Selected passage:
"""

Alternatively, the IPCC-SRES from 2001 projected an increase in energy
consumption between a factor of 5 (1.6%/a) and 35 (3.6%/a) until 2100, which
corresponds to a factor of 2–14 increase for renewable electricity if higher
efficiencies of electricity are taken into account. The electricity demand in 2050
would be between 8.25 and 18 TW for the lower bound and up to 26 TW if
buildings are to be included. Electricity demand in 2050—according to these
scenarios—could thus be between 8 and 26 TW.
2.3 Solar generation capacity
The solar generation capacity which is necessary to fulfill this demand depends on
the locations of the solar installations. If the solar insolation in a location is w kWh/
m2/year, then the necessary solar capacity to give 1 kW is 8,760/w in kW peak
(8,760 is the number of hours in 1 year; typical values of w are between 970 kWh/
m2/year in the northern parts of Europe, 1,150 kWh/m2/year in wine-growing
regions in Europe, 1,700 kWh/m2/year in one of the sunniest locations in Europe
(Guadix in Spain which is the location of three CSP power stations with 50 MW
each), and *2,300 kWh/m2/year in desert regions around the world at 35° latitude.

"""

What you should do: Please answer from the passage on solar generation capacity: what typical solar insolation does it give for wine-growing regions in Europe?

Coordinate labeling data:
"""

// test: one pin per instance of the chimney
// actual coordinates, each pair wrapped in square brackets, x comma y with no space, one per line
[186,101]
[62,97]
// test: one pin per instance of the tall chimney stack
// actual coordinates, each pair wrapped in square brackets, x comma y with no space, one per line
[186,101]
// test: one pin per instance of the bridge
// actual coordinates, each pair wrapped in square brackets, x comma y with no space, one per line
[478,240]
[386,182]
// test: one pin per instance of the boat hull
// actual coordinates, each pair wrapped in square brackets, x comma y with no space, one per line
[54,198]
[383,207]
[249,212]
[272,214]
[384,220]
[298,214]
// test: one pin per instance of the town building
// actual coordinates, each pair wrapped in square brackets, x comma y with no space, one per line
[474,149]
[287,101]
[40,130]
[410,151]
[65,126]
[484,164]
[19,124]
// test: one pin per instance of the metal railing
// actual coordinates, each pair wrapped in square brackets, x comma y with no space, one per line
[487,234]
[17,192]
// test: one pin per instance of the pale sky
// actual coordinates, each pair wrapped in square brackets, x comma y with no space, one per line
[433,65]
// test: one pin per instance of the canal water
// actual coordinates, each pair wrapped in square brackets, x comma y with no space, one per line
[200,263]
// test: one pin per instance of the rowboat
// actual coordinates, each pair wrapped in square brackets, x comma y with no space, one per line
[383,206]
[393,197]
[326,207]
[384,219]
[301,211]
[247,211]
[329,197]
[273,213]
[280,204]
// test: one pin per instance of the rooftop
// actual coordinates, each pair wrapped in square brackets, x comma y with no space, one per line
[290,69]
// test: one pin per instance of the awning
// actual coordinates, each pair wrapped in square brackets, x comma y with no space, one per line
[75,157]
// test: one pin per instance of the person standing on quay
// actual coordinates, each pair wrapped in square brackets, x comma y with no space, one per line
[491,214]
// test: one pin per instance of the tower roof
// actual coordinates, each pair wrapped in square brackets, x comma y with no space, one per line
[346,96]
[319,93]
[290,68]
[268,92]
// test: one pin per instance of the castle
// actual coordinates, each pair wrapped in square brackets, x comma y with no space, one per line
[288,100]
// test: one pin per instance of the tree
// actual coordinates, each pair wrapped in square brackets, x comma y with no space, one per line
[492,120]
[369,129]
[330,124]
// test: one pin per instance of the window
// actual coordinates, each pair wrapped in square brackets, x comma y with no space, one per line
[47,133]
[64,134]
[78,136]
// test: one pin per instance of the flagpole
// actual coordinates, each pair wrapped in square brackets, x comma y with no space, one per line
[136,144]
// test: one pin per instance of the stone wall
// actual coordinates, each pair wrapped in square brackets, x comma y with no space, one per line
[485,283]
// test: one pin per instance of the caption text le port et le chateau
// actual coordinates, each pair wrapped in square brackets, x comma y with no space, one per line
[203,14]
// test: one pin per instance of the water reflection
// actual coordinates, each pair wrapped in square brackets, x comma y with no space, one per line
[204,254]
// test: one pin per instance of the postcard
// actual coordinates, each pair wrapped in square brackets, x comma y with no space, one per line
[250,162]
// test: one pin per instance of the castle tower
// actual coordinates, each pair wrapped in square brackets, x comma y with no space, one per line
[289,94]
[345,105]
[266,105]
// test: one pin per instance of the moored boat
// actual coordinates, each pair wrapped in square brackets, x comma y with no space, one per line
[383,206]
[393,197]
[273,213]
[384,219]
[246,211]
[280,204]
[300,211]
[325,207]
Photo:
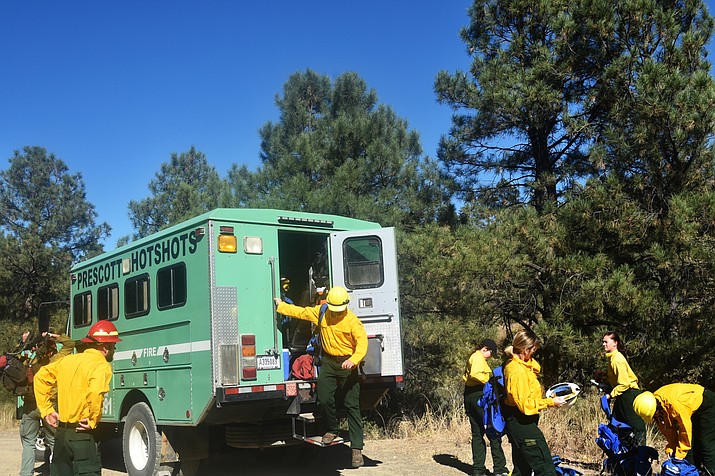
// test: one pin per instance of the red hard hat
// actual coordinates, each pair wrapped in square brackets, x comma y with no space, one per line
[102,331]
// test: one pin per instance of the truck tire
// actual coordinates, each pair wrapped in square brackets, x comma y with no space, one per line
[141,442]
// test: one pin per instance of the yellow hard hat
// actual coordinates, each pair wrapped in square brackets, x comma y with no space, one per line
[338,299]
[645,406]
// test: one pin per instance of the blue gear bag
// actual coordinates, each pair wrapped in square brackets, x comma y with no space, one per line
[494,422]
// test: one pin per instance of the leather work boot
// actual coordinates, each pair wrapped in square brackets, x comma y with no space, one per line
[328,438]
[357,458]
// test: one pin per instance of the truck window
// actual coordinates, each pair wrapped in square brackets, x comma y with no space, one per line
[136,296]
[82,309]
[171,286]
[108,302]
[363,262]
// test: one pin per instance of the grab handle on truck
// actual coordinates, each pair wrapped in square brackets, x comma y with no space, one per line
[272,264]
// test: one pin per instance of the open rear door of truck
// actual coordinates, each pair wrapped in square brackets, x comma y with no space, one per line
[365,263]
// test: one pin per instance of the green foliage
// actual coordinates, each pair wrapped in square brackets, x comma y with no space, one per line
[185,187]
[524,111]
[335,150]
[46,225]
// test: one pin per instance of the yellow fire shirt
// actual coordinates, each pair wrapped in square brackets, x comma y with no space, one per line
[477,371]
[82,380]
[620,375]
[523,389]
[341,336]
[679,401]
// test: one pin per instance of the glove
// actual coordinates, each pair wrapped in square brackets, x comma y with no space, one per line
[670,467]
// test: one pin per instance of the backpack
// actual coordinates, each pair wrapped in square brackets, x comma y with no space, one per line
[563,470]
[609,441]
[14,374]
[494,422]
[315,345]
[302,367]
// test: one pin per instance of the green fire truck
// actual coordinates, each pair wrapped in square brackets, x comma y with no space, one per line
[204,358]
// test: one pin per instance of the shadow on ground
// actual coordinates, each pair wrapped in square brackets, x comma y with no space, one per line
[296,460]
[453,462]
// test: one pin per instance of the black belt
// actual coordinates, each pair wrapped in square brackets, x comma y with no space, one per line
[64,424]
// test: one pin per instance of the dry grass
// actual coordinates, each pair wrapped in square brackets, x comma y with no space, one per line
[570,431]
[7,416]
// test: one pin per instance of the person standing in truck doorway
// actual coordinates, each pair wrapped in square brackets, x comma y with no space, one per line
[344,345]
[82,380]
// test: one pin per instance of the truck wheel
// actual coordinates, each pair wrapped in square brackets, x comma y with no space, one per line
[141,441]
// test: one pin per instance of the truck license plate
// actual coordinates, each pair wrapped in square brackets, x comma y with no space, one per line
[268,362]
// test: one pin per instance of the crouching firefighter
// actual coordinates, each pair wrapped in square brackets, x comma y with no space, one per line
[344,345]
[685,414]
[82,380]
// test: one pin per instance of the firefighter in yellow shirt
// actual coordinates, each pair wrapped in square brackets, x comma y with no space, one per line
[344,345]
[685,414]
[476,374]
[624,386]
[523,403]
[81,381]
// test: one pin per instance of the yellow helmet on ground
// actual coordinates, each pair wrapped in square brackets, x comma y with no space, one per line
[338,299]
[645,406]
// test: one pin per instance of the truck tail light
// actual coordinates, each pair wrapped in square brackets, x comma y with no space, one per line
[227,242]
[248,356]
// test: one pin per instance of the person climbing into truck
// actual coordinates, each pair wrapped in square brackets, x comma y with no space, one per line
[476,374]
[685,414]
[344,345]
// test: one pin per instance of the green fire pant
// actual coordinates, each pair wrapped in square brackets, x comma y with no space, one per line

"""

Solution for this exercise: 1,150 kWh/m2/year